Collected data:
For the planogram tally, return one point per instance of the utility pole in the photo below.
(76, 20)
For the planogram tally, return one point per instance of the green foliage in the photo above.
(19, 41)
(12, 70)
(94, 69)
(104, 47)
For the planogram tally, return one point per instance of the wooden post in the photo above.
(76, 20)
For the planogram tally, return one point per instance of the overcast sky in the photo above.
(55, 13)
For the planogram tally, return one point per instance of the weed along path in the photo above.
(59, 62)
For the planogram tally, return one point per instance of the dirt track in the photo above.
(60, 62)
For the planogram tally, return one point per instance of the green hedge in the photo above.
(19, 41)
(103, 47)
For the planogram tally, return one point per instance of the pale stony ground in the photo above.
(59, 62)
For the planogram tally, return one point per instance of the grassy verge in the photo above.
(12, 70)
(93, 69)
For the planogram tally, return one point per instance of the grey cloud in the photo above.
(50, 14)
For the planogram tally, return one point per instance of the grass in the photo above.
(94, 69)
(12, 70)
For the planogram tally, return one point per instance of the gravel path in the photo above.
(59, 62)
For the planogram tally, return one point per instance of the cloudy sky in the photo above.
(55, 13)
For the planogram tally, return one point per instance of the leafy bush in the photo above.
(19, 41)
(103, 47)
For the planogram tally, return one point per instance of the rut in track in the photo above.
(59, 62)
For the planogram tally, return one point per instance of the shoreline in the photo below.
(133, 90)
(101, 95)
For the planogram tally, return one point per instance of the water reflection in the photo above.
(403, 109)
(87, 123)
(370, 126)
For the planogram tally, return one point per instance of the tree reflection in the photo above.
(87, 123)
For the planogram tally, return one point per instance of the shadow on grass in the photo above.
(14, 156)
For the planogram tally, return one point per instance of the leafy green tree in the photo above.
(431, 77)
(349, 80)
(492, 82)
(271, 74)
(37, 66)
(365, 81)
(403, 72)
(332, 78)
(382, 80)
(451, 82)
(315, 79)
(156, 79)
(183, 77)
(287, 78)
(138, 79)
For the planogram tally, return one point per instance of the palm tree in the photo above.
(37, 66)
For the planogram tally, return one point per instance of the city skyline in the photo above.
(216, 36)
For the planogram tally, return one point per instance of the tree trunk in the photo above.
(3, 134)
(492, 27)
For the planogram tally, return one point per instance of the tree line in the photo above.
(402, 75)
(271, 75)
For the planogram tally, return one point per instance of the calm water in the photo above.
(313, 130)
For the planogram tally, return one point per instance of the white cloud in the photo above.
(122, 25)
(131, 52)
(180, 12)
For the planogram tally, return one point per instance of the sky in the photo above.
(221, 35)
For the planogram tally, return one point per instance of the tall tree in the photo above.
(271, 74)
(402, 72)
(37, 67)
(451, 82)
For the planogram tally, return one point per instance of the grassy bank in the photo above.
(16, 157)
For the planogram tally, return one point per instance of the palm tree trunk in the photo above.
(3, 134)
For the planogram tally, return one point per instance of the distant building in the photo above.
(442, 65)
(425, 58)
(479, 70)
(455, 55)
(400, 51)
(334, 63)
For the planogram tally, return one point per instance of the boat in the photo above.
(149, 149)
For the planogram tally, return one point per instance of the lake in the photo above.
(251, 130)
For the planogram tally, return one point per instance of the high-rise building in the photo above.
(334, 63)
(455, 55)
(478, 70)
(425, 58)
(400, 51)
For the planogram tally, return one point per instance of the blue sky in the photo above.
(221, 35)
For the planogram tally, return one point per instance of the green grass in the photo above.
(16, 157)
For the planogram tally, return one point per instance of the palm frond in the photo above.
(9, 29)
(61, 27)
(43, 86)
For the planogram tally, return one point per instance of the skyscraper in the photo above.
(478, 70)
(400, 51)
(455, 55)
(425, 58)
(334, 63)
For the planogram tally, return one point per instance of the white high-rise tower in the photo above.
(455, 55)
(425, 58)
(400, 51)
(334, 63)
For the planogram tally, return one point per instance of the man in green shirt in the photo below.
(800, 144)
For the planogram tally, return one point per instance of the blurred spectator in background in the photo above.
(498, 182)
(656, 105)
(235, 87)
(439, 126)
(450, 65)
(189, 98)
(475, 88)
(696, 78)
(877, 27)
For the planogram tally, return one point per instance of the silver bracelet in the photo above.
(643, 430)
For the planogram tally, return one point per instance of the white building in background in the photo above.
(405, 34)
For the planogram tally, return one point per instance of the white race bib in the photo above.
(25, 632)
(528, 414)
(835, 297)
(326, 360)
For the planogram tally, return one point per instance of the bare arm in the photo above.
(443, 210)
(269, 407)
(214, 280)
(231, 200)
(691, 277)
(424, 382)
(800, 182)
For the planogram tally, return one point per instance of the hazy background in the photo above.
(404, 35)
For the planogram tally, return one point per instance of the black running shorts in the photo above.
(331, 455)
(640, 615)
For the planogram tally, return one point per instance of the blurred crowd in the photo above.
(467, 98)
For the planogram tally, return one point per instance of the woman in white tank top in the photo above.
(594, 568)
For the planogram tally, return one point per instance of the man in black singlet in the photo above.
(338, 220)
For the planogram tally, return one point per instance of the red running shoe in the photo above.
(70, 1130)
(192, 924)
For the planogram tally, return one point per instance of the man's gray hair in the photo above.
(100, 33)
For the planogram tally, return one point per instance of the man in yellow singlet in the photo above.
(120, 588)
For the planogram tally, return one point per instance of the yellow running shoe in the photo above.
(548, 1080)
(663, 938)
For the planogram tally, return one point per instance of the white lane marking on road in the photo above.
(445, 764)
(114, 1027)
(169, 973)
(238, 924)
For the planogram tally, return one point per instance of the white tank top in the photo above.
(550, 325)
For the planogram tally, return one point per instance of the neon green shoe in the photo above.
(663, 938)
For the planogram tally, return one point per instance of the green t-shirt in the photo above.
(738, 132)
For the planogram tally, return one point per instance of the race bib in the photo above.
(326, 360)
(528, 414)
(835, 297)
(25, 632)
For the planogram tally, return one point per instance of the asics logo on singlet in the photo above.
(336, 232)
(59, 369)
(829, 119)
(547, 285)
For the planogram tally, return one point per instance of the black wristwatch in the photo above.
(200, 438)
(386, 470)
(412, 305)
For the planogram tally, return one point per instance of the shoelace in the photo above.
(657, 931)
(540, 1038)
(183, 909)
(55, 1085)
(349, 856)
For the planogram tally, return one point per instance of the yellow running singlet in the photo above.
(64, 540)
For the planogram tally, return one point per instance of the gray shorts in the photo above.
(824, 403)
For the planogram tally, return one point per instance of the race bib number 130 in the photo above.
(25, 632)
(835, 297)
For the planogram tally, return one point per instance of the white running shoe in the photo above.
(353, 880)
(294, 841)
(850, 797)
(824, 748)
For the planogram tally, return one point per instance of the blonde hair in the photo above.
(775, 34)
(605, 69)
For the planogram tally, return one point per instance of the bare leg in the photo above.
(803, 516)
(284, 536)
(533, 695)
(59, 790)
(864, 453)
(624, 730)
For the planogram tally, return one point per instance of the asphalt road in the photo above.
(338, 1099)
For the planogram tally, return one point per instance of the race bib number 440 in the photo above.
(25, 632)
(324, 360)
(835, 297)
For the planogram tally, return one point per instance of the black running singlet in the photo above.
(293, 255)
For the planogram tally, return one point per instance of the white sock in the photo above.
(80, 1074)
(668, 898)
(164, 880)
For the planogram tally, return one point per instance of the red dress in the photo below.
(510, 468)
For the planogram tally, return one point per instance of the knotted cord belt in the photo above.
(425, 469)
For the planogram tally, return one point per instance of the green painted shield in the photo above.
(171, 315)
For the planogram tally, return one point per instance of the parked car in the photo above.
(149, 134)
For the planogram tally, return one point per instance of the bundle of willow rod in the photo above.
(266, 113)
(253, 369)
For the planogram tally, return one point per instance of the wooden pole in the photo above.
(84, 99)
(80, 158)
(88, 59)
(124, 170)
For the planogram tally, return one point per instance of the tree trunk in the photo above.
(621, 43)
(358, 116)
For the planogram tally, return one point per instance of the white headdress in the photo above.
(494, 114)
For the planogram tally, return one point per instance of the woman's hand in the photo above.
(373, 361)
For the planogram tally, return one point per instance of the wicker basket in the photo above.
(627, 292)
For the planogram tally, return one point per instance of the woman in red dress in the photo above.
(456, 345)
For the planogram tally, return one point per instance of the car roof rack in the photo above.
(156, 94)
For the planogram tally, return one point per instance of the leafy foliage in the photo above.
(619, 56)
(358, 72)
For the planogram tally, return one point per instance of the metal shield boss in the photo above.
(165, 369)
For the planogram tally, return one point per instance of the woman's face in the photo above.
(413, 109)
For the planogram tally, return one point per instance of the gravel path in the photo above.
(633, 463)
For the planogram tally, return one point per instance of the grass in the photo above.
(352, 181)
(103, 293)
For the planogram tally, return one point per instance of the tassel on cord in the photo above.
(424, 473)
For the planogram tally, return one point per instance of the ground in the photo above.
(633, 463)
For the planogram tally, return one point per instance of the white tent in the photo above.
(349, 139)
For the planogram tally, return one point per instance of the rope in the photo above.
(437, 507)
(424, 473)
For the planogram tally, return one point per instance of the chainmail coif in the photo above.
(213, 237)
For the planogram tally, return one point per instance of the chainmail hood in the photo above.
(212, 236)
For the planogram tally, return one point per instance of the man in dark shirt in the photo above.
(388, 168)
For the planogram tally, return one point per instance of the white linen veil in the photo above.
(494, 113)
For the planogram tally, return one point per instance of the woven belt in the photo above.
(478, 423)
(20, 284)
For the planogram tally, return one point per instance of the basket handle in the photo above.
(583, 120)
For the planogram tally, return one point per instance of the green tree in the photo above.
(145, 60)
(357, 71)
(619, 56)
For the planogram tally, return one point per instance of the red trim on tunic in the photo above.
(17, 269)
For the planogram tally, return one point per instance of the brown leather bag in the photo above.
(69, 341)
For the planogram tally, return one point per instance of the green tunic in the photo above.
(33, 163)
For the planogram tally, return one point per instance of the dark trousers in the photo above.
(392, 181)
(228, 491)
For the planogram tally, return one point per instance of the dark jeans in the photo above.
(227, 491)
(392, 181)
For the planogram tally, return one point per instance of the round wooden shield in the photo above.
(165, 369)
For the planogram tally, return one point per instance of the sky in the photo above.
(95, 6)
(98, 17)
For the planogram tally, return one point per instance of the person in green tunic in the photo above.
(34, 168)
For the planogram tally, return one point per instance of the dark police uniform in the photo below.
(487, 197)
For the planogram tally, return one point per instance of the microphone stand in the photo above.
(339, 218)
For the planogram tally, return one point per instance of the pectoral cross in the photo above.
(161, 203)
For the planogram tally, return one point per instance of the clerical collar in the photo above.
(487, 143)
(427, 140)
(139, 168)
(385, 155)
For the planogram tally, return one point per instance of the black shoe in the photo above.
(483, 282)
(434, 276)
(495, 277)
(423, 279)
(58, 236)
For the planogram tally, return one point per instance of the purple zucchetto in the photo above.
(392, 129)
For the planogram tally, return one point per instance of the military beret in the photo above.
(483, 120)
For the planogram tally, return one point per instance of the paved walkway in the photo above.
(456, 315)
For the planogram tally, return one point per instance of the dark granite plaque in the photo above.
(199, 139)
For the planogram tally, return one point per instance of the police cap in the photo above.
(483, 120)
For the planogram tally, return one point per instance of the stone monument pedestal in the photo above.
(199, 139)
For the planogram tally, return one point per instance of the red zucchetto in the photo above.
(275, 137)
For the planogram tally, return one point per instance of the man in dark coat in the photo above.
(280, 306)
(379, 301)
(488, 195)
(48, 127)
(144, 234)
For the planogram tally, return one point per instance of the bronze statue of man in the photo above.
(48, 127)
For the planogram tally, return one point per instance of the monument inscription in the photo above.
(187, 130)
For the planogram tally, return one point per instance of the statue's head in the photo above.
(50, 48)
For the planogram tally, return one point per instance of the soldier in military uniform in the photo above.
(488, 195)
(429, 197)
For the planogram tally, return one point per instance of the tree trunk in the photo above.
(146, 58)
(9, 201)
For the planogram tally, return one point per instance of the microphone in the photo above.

* [What needs to be done]: Lines from the one containing "head in the photo above." through the end of the entries above must be copied exactly; include both ends and no other lines.

* [Reply]:
For the planogram tally, return one point per instance of the statue's head in the photo above.
(50, 48)
For the planogram tally, return one point per instance of the soldier in military uniform in the photo above.
(488, 195)
(429, 197)
For the planogram tally, return one point per instance of the tree trunk in the photo above.
(146, 58)
(9, 201)
For the planogram tally, return one point per instance of the microphone in the photo above.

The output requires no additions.